# Task
Give every entry again, word for word.
+++
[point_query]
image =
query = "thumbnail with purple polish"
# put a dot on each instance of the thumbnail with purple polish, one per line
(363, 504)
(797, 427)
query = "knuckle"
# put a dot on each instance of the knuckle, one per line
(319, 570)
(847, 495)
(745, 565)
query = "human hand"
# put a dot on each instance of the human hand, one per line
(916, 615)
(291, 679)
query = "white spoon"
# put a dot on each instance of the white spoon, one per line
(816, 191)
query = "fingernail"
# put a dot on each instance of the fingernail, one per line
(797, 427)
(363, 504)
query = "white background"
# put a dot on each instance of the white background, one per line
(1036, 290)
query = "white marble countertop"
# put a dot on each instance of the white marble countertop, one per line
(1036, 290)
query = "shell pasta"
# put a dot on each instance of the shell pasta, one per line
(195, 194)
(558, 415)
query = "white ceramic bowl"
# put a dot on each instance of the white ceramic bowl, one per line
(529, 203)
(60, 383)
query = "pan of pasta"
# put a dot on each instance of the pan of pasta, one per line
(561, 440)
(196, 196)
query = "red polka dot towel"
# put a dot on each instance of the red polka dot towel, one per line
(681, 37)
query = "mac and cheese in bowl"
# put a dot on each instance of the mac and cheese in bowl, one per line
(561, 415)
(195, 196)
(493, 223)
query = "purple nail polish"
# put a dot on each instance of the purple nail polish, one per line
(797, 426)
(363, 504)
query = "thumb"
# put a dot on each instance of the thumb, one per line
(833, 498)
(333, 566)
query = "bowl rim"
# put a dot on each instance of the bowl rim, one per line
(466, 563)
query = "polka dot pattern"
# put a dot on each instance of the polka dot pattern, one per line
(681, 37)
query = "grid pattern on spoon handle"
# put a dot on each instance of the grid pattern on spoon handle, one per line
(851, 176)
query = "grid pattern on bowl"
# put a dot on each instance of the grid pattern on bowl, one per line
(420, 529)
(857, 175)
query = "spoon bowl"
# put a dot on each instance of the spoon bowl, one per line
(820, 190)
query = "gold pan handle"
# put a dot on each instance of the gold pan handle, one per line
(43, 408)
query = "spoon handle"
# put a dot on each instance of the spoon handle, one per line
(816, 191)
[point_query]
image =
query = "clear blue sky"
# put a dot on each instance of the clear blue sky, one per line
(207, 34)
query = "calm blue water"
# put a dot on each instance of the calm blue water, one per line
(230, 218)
+++
# Task result
[point_query]
image =
query = "thumbnail with purple polish"
# put a dot on each instance of the thumbnail with purple polish, one per line
(363, 504)
(797, 427)
query = "knuckle"
# put a dot on each instance of the knuckle, one per line
(319, 570)
(847, 495)
(745, 565)
query = "human hand"
# put a dot on each instance of the human hand, one per line
(916, 615)
(291, 679)
query = "white spoon"
# put a dot on each instance of the white spoon, one per line
(816, 191)
query = "fingernail"
# put a dot on each instance of the fingernail, one per line
(797, 427)
(363, 504)
query = "white background"
# put a dot on each instance of the white background, one per line
(1036, 290)
query = "white marble countertop"
# put a dot on each instance of the white marble countertop, one per line
(1036, 290)
query = "shell pasta"
# put a dot on each instance of the shell pasta, one per line
(195, 194)
(558, 415)
query = "white ceramic bowl"
# put a dot on each instance of the white ceramic bowl, one per line
(529, 203)
(60, 383)
query = "pan of pasta"
# put a dot on each instance of the pan of pasta, one per line
(561, 440)
(196, 196)
query = "red polka dot towel"
# put a dot on each instance of the red polka dot towel, one per line
(681, 37)
query = "mac and cheese in bowl"
# put a dot on each instance of the mac and cheese in bowl, one per line
(561, 415)
(195, 196)
(493, 223)
query = "purple nail polish"
# put a dot on each instance of the purple nail polish, one per line
(797, 426)
(363, 504)
query = "thumb"
# put a dot on each instance of the thumb, one per line
(833, 498)
(333, 566)
query = "bowl rim"
# put a dot on each instance of the bowl rim, one per line
(466, 563)
query = "polka dot pattern"
# put a dot on each instance of the polka dot pattern, one per line
(681, 37)
query = "grid pattern on spoon handle"
# put a dot on each instance of the grid pattern on spoon handle, one per line
(851, 176)
query = "grid pattern on bowl"
# put a dot on each instance of the grid pattern on bowl, one per line
(420, 529)
(857, 175)
query = "spoon bowl"
# put a dot on each instance of the spoon bowl, one per line
(820, 190)
query = "gold pan handle"
# put a dot on each instance of the gold pan handle, one per line
(43, 408)
query = "spoon handle"
# put a dot on each instance of the spoon handle, one per line
(816, 191)
[point_query]
image =
query = "clear blue sky"
# put a dot on each instance of the clear blue sky, one per line
(207, 34)
query = "calm blue water"
# put a dot on each instance of the calm blue water, one per line
(230, 218)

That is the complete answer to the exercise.